Format every line of the listing below as a Markdown table with two columns, "No." for the row number and "Entry" for the line, skipping any blank lines.
* Start PROVIDED INFORMATION *
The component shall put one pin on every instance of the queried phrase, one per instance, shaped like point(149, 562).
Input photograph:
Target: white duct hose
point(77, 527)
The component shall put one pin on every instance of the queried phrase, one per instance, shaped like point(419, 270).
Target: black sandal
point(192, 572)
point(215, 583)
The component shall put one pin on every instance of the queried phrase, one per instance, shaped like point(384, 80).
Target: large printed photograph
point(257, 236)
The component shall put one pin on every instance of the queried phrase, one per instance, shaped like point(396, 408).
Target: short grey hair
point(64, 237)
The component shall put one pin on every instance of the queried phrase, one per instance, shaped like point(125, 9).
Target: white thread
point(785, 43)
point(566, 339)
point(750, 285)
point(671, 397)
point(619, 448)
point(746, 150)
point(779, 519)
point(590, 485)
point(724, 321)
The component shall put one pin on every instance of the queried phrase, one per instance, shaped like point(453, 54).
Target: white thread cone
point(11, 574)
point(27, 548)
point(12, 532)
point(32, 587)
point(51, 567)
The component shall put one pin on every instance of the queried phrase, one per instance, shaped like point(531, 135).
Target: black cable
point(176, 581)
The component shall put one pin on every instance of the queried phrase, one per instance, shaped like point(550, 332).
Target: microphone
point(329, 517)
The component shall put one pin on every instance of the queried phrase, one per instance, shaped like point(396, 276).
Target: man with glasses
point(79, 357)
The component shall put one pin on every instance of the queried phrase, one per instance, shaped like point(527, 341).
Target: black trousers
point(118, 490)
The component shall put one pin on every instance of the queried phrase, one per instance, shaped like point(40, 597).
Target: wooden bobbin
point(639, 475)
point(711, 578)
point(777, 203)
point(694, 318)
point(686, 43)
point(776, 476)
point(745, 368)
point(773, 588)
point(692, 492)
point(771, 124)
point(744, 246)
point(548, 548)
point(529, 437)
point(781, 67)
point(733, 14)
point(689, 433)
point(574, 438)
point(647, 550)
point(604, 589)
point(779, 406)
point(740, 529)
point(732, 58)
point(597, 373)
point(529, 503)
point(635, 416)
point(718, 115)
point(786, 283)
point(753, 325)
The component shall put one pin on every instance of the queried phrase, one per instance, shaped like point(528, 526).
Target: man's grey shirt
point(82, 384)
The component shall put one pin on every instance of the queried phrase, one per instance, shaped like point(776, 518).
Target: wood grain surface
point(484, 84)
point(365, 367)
* End PROVIDED INFORMATION *
→ RESPONSE TO THE EXERCISE:
| No. | Entry |
|---|---|
| 1 | The component shall put one pin on every instance of the queried phrase, one per instance, shaped like point(149, 562). |
| 2 | Input photograph: |
| 3 | Target: white duct hose |
| 4 | point(77, 527) |
| 5 | The component shall put one pin on every instance of the queried phrase, one per instance, shaped like point(419, 270). |
| 6 | Target: black sandal |
| 7 | point(192, 572) |
| 8 | point(215, 583) |
| 9 | The component shall put one pin on every instance of the queried phrase, one per instance, shaped like point(384, 80). |
| 10 | Target: large printed photograph |
| 11 | point(257, 236) |
| 12 | The component shall put one pin on every instance of the queried phrase, one per instance, shaped like point(396, 408). |
| 13 | Target: short grey hair |
| 14 | point(64, 237) |
| 15 | The component shall put one pin on every instance of the queried phrase, one per instance, shaped like point(125, 9). |
| 16 | Target: white thread |
| 17 | point(785, 43) |
| 18 | point(566, 339) |
| 19 | point(750, 285) |
| 20 | point(671, 397) |
| 21 | point(619, 448) |
| 22 | point(746, 150) |
| 23 | point(779, 519) |
| 24 | point(590, 485) |
| 25 | point(724, 321) |
| 26 | The component shall put one pin on every instance of the queried phrase, one per instance, shaped like point(453, 54). |
| 27 | Target: white thread cone |
| 28 | point(11, 574) |
| 29 | point(27, 548) |
| 30 | point(12, 532) |
| 31 | point(32, 587) |
| 32 | point(51, 567) |
| 33 | The component shall put one pin on every instance of the queried phrase, one per instance, shaped like point(531, 135). |
| 34 | Target: black cable |
| 35 | point(176, 581) |
| 36 | The component shall put one pin on every instance of the queried phrase, one per instance, shaped like point(550, 332). |
| 37 | Target: microphone |
| 38 | point(329, 517) |
| 39 | The component shall put one pin on every instance of the queried phrase, one per instance, shaped like point(396, 276). |
| 40 | Target: man with glasses |
| 41 | point(79, 357) |
| 42 | The component shall put one pin on every instance of the queried phrase, one per instance, shaped like point(527, 341). |
| 43 | Target: black trousers |
| 44 | point(118, 490) |
| 45 | The component shall put one pin on every instance of the queried phrase, one per instance, shaped like point(40, 597). |
| 46 | Target: wooden bobbin |
| 47 | point(639, 475) |
| 48 | point(711, 578) |
| 49 | point(777, 203) |
| 50 | point(694, 318) |
| 51 | point(686, 43) |
| 52 | point(776, 476) |
| 53 | point(745, 368) |
| 54 | point(773, 588) |
| 55 | point(692, 492) |
| 56 | point(771, 124) |
| 57 | point(744, 246) |
| 58 | point(548, 548) |
| 59 | point(529, 437) |
| 60 | point(781, 67) |
| 61 | point(733, 14) |
| 62 | point(689, 433) |
| 63 | point(574, 438) |
| 64 | point(647, 550) |
| 65 | point(604, 589) |
| 66 | point(779, 406) |
| 67 | point(740, 529) |
| 68 | point(732, 58) |
| 69 | point(597, 373) |
| 70 | point(529, 503) |
| 71 | point(635, 416) |
| 72 | point(718, 115) |
| 73 | point(786, 283) |
| 74 | point(753, 325) |
| 75 | The component shall put one pin on every instance of the queried phrase, one per instance, shaped like point(528, 526). |
| 76 | Target: man's grey shirt |
| 77 | point(82, 384) |
| 78 | The component shall put one pin on every instance of the queried phrase, one per instance, shaped like point(776, 518). |
| 79 | Target: wood grain surface |
| 80 | point(484, 84) |
| 81 | point(365, 367) |